#### WAS ZU TUN IST:
Wie lauten die Zeilen ab der Zeile mit „Detection target: choppy water“ bis einschließlich der Zeile mit „209,136 -> 226,149“, vollständig wiedergegeben, wenn jede Koordinate der Antwortboxen um 84 verschoben wird, also zu jeder Zahl 84 addiert?
───── ZU BEARBEITENDE ZEILEN ─────
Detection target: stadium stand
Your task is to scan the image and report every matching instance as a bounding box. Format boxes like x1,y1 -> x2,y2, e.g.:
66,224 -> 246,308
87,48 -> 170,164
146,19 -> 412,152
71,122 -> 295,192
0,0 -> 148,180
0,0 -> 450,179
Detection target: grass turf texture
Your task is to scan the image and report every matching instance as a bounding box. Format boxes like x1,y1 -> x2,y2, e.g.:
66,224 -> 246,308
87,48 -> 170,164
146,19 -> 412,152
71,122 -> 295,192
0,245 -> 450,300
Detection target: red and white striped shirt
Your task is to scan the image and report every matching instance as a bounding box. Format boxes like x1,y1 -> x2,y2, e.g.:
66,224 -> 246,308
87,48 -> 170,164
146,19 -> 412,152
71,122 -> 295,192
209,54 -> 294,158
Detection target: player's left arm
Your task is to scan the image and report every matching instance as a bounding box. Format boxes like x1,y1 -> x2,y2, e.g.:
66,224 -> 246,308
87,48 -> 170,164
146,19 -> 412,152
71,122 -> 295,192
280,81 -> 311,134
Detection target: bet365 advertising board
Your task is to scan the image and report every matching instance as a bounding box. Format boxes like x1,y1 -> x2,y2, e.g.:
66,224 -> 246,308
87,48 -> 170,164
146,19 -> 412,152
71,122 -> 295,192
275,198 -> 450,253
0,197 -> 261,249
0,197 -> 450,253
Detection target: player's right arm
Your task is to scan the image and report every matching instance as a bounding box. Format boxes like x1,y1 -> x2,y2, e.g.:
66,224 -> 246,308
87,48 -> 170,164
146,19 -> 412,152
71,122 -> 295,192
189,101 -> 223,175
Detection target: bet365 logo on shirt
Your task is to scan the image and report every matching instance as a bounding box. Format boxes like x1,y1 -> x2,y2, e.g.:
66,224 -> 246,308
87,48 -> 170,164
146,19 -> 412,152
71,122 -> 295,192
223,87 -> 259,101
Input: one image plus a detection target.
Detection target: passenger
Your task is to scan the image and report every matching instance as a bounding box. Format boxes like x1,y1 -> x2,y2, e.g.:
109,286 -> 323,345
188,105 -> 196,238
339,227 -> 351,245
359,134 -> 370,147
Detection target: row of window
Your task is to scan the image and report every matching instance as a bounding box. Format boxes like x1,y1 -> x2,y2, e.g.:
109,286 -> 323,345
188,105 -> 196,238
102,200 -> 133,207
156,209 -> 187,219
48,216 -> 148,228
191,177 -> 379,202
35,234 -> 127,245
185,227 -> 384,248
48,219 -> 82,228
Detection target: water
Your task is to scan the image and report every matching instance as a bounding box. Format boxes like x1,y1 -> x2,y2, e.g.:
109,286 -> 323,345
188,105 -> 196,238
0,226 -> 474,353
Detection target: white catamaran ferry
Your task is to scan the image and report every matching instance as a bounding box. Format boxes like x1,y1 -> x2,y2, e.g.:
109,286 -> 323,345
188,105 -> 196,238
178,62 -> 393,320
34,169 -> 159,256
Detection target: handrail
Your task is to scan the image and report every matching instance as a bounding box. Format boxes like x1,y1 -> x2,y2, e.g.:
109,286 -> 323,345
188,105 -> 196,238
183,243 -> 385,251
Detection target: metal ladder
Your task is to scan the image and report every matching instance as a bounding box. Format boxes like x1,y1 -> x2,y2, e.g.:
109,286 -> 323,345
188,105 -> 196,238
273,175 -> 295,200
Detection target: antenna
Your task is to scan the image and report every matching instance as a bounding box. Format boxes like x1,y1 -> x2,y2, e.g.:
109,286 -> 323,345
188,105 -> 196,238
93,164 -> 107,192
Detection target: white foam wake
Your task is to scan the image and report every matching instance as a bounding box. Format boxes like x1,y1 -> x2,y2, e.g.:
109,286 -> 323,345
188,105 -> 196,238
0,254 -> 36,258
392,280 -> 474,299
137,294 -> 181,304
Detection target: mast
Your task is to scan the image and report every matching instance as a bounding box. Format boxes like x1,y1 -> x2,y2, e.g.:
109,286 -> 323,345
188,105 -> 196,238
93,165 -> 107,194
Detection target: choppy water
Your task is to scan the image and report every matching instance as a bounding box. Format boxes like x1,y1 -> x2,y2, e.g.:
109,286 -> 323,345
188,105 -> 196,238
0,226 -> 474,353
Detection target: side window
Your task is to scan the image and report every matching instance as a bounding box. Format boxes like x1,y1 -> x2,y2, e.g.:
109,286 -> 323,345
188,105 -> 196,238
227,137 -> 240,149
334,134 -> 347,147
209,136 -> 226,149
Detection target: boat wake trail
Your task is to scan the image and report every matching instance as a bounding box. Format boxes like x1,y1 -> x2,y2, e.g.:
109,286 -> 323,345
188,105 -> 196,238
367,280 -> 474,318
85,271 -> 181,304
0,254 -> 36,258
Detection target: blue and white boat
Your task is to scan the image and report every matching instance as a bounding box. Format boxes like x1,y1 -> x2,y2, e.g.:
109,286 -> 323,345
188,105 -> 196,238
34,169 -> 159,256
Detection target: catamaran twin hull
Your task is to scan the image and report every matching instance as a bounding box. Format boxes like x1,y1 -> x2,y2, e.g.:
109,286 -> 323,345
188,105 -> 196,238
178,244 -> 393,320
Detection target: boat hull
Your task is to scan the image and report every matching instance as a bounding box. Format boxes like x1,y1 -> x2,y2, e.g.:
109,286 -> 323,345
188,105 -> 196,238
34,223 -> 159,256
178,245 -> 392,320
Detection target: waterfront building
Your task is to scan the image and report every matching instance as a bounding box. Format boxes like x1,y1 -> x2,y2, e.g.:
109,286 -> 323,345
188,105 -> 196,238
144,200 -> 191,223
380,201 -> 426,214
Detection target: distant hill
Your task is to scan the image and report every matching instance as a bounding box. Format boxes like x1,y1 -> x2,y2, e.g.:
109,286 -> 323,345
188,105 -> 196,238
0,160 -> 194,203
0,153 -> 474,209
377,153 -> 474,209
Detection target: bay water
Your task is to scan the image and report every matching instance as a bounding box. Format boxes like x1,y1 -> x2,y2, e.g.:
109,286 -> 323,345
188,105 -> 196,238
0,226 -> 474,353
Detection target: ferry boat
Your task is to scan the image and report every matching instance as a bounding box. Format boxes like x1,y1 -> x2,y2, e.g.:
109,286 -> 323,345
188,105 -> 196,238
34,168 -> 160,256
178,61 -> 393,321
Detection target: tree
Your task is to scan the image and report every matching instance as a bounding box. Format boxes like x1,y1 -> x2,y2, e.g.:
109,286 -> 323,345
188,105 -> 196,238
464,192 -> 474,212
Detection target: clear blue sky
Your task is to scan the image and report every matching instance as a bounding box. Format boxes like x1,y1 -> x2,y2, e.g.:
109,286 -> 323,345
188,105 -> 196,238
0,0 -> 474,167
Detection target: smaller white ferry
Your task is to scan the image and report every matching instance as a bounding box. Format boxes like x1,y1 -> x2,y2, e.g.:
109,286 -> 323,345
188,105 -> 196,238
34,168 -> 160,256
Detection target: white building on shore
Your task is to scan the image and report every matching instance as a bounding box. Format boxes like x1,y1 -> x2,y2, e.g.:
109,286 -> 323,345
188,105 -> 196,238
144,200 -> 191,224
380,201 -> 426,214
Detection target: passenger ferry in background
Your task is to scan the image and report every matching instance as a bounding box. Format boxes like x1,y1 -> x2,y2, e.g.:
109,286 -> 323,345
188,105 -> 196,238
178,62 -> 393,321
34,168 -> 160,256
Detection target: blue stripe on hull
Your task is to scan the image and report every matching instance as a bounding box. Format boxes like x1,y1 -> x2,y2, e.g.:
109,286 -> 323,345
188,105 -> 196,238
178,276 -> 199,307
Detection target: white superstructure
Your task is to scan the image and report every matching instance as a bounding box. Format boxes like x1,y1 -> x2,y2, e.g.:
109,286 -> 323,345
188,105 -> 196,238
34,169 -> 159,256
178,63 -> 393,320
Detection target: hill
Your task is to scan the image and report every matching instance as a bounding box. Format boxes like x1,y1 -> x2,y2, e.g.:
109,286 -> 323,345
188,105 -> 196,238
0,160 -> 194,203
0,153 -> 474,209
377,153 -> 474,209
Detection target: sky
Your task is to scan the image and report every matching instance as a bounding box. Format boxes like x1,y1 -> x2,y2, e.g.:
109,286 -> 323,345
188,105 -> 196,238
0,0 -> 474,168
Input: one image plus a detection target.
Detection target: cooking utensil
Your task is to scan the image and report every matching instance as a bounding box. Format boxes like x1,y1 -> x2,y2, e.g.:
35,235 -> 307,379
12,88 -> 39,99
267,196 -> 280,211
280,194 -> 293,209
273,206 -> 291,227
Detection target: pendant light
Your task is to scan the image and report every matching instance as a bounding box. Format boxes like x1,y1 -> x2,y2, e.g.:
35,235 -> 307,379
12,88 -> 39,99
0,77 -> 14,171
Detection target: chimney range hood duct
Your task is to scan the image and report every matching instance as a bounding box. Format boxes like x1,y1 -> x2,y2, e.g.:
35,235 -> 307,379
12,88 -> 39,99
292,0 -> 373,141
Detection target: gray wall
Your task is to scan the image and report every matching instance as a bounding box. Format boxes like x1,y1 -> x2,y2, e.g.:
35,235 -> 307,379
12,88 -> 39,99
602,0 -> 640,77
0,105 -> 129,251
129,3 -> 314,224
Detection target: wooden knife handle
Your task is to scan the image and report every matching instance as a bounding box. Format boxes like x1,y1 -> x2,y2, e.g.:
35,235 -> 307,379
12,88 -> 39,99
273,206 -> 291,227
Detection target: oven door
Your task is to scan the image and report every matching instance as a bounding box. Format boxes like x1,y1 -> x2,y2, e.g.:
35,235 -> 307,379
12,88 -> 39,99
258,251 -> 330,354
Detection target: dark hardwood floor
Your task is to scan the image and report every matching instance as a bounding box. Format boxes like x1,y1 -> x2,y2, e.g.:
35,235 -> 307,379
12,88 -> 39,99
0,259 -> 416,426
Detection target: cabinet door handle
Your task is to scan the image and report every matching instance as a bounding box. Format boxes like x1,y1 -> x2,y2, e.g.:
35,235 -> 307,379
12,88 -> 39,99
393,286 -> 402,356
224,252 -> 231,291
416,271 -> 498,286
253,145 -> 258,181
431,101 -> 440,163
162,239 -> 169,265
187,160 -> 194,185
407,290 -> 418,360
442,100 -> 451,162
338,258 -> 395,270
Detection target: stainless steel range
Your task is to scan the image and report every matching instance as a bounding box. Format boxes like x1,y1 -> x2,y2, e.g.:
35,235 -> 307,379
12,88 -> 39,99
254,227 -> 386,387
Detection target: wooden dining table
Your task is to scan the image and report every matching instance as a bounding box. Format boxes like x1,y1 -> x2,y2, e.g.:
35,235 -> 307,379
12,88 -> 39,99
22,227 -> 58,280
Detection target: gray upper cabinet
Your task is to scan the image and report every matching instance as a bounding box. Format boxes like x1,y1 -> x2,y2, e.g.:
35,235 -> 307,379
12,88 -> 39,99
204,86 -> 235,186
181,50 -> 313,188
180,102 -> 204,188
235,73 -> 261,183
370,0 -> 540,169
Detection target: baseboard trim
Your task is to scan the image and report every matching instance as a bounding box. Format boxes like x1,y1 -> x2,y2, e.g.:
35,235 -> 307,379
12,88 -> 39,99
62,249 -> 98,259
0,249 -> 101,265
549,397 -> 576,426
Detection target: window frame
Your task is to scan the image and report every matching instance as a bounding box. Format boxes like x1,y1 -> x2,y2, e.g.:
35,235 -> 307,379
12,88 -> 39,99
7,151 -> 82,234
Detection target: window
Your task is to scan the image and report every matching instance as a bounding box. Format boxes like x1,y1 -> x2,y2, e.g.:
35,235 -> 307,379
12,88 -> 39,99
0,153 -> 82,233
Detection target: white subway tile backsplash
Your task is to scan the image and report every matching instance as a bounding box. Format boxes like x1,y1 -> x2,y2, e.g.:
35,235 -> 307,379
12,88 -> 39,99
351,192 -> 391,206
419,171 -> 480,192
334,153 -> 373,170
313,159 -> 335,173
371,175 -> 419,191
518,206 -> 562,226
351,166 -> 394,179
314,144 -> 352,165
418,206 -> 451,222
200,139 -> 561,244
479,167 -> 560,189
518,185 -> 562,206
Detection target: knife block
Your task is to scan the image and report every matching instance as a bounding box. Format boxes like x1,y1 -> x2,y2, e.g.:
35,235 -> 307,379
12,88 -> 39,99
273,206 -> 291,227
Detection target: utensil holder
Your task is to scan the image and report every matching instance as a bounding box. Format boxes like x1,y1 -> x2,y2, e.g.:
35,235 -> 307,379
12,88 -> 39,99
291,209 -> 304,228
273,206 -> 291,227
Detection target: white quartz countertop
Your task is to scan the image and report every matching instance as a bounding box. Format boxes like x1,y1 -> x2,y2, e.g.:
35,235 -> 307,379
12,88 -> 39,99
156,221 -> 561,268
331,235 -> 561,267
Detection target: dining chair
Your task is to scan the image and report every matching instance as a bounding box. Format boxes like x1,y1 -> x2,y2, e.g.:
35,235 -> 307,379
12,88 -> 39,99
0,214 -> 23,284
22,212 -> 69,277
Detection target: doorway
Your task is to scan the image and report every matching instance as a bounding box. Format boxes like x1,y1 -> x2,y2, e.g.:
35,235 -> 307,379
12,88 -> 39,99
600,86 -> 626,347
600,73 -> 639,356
─────
#### DIE ANTWORT:
Detection target: choppy water
Your task is to scan the image and report every matching instance as a bounding box. Format boxes like x1,y1 -> x2,y2, e.g.:
109,286 -> 323,345
188,105 -> 196,238
84,310 -> 558,437
Detection target: side window
Your task is to scan the image and report every matching instance as a bounding box. Format boxes like x1,y1 -> x2,y2, e.g.:
109,286 -> 323,345
188,105 -> 196,238
311,221 -> 324,233
418,218 -> 431,231
293,220 -> 310,233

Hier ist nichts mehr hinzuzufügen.